How to complete this task: The lines from the first line of the entries through the line containing "drop a point: the tall basketball player" are to be repeated exactly, with both of those lines included.
══ Provided entries
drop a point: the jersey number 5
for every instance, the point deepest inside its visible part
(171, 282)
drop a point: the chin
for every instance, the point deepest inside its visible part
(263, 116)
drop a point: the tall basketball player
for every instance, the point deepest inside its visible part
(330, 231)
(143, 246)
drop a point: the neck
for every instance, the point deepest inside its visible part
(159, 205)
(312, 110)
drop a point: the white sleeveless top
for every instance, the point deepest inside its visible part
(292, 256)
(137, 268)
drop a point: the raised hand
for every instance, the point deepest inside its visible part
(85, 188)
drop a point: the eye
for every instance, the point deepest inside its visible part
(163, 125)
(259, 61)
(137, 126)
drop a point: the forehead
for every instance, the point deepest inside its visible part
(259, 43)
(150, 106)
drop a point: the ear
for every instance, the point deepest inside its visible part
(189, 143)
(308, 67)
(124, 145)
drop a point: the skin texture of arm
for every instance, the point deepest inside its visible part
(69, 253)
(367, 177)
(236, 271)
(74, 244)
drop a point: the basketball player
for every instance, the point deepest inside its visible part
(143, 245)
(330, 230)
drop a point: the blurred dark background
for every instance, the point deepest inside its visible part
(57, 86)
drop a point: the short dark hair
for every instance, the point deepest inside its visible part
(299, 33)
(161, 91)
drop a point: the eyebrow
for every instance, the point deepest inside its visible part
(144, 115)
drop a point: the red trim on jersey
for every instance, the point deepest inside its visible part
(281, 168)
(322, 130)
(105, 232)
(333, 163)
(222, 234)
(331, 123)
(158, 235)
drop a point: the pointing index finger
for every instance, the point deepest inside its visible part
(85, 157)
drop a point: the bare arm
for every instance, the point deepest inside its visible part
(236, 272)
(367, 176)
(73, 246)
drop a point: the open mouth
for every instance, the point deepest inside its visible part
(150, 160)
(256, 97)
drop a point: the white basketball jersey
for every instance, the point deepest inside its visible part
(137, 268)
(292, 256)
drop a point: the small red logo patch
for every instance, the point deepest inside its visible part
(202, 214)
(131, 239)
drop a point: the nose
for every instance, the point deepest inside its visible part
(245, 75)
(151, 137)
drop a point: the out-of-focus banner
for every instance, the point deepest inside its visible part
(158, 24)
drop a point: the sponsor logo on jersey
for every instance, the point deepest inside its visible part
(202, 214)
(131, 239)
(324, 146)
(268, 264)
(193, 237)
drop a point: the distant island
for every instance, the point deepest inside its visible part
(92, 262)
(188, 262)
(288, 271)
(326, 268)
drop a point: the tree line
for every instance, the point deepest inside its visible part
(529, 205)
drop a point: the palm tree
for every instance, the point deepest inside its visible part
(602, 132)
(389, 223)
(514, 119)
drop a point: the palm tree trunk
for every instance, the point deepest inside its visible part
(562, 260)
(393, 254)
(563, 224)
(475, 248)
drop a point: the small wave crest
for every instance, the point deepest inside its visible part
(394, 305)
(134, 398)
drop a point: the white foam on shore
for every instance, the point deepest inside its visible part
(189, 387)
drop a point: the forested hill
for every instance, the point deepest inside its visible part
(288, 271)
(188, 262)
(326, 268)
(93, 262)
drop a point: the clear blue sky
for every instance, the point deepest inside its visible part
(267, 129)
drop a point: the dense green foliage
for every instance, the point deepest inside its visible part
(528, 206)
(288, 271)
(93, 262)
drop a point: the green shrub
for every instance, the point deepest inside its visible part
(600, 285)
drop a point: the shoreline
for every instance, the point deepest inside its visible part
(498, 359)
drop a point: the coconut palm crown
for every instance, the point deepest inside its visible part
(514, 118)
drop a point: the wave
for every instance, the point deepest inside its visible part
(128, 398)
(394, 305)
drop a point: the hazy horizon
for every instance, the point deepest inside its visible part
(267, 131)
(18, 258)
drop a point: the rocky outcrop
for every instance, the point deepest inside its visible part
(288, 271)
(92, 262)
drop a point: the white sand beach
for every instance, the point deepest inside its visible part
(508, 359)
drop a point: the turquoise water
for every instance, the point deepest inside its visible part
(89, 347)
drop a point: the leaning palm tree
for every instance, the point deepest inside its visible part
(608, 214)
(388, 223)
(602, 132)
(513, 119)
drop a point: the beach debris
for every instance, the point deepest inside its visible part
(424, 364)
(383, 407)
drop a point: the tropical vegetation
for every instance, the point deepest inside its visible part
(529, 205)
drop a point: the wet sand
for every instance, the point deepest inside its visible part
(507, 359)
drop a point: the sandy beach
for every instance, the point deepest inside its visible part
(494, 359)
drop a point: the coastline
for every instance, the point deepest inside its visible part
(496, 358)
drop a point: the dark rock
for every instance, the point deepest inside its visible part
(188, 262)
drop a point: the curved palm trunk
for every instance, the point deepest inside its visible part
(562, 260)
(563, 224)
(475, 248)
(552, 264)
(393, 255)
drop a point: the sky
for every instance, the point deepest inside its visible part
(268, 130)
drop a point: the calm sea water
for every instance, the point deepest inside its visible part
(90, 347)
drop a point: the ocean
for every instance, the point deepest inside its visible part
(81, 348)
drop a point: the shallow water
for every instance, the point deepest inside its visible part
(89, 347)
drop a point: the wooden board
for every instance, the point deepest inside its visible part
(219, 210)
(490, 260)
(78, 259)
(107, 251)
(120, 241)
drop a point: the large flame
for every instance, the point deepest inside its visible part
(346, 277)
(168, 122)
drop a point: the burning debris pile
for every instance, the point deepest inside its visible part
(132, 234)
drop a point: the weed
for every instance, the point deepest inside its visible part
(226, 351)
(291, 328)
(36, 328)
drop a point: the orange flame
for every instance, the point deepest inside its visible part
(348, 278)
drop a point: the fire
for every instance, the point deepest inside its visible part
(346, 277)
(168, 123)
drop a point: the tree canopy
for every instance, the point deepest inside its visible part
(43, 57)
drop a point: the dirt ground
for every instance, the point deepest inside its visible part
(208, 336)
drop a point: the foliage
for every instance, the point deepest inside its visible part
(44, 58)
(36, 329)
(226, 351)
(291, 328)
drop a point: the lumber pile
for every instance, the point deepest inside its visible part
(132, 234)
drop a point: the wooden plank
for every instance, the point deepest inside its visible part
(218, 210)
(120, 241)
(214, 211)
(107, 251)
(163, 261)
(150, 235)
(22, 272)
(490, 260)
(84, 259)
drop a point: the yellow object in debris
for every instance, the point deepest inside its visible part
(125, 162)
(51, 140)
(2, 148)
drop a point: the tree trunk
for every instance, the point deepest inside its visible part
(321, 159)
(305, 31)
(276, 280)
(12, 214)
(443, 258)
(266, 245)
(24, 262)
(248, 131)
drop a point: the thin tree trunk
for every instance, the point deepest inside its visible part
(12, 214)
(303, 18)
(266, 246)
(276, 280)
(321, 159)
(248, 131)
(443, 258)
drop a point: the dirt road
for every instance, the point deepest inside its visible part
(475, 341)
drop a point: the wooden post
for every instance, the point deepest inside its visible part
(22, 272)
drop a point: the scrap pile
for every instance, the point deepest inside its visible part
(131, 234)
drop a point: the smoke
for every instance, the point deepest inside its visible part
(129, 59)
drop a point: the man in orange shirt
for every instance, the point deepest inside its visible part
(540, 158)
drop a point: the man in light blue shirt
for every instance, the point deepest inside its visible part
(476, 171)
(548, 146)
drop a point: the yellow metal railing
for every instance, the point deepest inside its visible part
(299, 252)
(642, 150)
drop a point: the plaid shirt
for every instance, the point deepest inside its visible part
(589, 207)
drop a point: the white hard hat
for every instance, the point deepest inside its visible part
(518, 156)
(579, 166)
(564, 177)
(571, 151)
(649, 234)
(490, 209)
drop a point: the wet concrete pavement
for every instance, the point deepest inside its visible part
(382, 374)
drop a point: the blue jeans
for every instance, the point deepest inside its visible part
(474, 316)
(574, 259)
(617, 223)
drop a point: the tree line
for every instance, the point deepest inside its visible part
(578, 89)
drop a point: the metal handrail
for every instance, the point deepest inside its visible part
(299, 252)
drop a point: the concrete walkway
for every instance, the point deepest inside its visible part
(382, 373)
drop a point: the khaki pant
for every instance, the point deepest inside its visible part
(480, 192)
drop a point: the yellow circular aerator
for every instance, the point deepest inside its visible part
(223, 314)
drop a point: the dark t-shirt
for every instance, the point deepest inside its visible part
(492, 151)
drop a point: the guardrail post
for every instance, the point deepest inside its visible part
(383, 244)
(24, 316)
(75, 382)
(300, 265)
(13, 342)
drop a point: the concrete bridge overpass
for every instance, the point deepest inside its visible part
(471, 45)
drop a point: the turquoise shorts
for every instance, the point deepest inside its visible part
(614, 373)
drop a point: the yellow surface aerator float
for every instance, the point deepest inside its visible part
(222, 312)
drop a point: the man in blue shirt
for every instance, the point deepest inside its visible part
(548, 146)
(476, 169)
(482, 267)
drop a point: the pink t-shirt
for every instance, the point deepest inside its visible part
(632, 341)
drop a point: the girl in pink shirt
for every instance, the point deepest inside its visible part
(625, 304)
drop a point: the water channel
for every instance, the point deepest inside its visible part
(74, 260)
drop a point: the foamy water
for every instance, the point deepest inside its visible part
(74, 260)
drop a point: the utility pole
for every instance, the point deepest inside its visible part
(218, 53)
════
Response box:
drop a point: the jersey number 5
for every instance, the point deepest inside its visible part
(171, 282)
drop a point: the chin
for every instance, the point deepest inside its visible part
(263, 116)
drop a point: the tall basketball player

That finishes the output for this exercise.